昭和の航空自衛隊の思い出(432) 最初にして最後の航空幕僚監部勤務を終える

    航空幕僚監部勤務は、昭和60(1985)年8月 、最初にして最後の勤務であった。空幕人事課人事第2班で1年4月総括として1佐高橋和夫班長を補佐した後、昭和61年(1986)12月5日、空幕人事課人事第2班長を命ぜられ、63年(1988)6月末まで1年7ケ月務めた。通算して空幕勤務は約3年であった。空幕人事課勤務は、心身ともに好調で無事に職務を全うすることができたこと、思い切り仕事ができた満足感・充実感があった。

    航空自衛隊の作戦部隊の最高司令部である航空総隊司令部勤務と同様に、中央官庁である防衛庁航空幕僚監部に勤務することができたことは自衛官生活の終盤を飾るにもったいないほど光栄なことであった。

▶ **データ抜粋**
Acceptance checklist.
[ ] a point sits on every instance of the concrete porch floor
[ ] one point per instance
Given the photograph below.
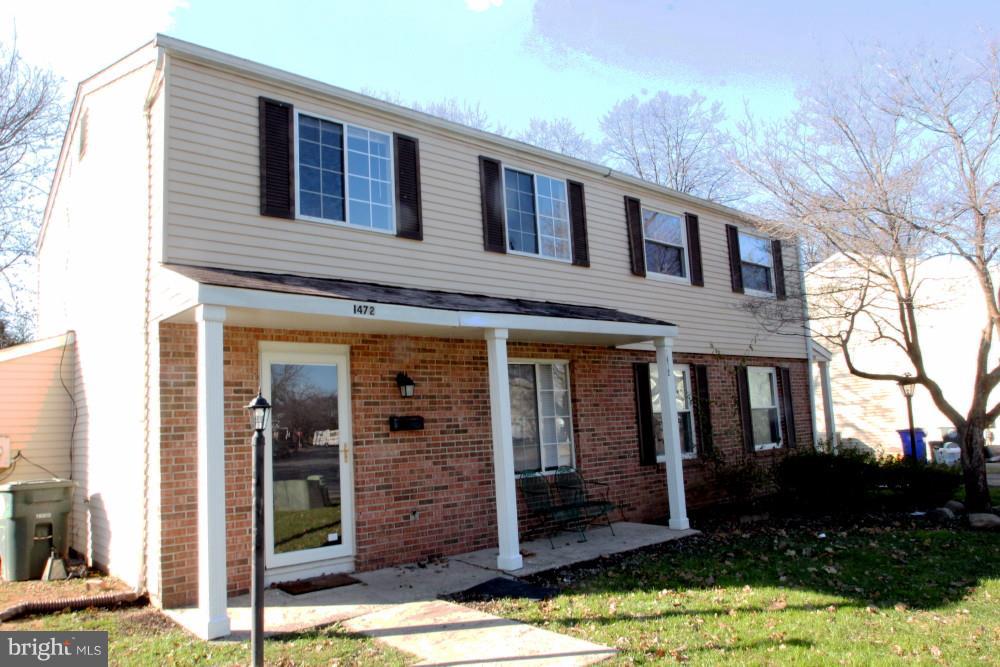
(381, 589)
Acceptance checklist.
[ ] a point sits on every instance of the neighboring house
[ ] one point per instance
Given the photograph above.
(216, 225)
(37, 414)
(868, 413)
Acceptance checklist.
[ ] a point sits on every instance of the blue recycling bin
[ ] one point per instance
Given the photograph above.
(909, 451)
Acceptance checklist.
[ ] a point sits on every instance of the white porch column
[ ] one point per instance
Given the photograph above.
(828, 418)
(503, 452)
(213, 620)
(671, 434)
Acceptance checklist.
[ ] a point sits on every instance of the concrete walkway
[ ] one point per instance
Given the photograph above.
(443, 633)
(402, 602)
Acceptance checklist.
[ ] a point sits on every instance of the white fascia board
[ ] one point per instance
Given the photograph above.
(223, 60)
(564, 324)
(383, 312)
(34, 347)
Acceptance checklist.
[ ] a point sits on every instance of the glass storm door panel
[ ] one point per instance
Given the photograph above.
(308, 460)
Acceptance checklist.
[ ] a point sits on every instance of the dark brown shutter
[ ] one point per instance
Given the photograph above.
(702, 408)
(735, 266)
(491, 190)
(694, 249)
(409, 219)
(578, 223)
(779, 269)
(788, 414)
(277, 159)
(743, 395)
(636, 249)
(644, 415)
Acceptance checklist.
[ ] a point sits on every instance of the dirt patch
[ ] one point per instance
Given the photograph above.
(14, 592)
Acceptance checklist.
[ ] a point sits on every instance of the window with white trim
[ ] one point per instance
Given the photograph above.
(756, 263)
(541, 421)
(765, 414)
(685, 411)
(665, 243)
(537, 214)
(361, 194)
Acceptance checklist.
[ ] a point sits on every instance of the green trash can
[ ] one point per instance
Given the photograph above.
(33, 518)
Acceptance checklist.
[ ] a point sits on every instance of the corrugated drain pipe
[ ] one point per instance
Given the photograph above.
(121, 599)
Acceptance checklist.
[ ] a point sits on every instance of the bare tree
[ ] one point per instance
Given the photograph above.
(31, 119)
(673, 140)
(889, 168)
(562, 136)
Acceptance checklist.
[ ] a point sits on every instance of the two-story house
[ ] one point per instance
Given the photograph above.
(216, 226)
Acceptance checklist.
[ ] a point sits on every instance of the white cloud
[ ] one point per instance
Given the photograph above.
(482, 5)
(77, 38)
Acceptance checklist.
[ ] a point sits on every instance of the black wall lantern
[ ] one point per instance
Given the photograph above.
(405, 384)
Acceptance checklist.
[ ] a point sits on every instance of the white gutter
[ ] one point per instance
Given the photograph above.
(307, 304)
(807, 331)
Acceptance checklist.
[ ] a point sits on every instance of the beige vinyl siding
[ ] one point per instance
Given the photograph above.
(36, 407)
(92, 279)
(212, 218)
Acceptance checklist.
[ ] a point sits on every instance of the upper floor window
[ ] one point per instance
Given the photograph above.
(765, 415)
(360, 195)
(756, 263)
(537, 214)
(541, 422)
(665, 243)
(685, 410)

▶ **設問と課題**
A. 航空幕僚監部勤務の回想について、次の問いに答えてください。
(i) 空幕人事課人事第2班長を命ぜられたのはいつですか。
(ii) 通算した空幕勤務はおよそ何年でしたか。
(iii) 航空自衛隊の作戦部隊の最高司令部とされているのは何ですか。
B. 航空幕僚監部勤務の回想のうち「昭和の航空自衛隊の思い出(432) 最初にして最後の航空幕僚監部勤務を終える」から「ないほど光栄なことであった。」までの部分を、「航空幕僚監部」を「空幕」に置き換えて記してください。
C. 航空幕僚監部勤務の回想を、末尾の文に続けて書き継いでください。
データは参照しなくても差し支えありません。

▶ **各設問の解答**
A.
(i) 昭和61年(1986)12月5日
(ii) 約3年
(iii) 航空総隊司令部

B.
昭和の航空自衛隊の思い出(432) 最初にして最後の空幕勤務を終える

    空幕勤務は、昭和60(1985)年8月 、最初にして最後の勤務であった。空幕人事課人事第2班で1年4月総括として1佐高橋和夫班長を補佐した後、昭和61年(1986)12月5日、空幕人事課人事第2班長を命ぜられ、63年(1988)6月末まで1年7ケ月務めた。通算して空幕勤務は約3年であった。空幕人事課勤務は、心身ともに好調で無事に職務を全うすることができたこと、思い切り仕事ができた満足感・充実感があった。

    航空自衛隊の作戦部隊の最高司令部である航空総隊司令部勤務と同様に、中央官庁である防衛庁空幕に勤務することができたことは自衛官生活の終盤を飾るにもったいないほど光栄なことであった。

C.
 空幕着任時の幹部教育のとおり、空幕勤務は部隊等勤務と全く異なり、航空自衛隊の人・物・金を握り、諸施策を立案・推進する総本山であった。班長として、自分なりにやれることはやり遂げたとの満足感と厳しい勤務を乗り切ることができた清々しさがあった。

    最初にして最後の中央勤務で見聞した経験から次のような所感を持った。

   空幕へ勤務者する多くは、若い時期から各職域で頭角を現わした優秀者の集まりであり、厳しい試練の場であるが、上級幹部として大成するには、この修羅場を経験し、突破する資質能力が必要であることを実感した。

 新施策・事業を立案し予算化するまでの過程は実に多くの狭き関所を潜り抜けて日の目を見るに至るものである。また、航空幕僚長名の通達一本出すにも優秀な幕僚が英知を集め、組織的に徹底的に検討して、決裁を仰ぐ過程は、部隊等における司令部活動のさらに上をいくものであった。こうした修羅場を踏めば踏むほど、自信がつき、着実に成長する姿を垣間見ることができた。

    次の補職は、防衛庁長官直轄部隊である航空自衛隊調査隊に1佐職の副司令が設けられることとなり、昭和63(1988)年7月1日初代の副司令を拝命した。人事発令は6月30日、後任の人事第2班長には航空学生出身の西村禎一郎2佐(1佐昇任)が補職された。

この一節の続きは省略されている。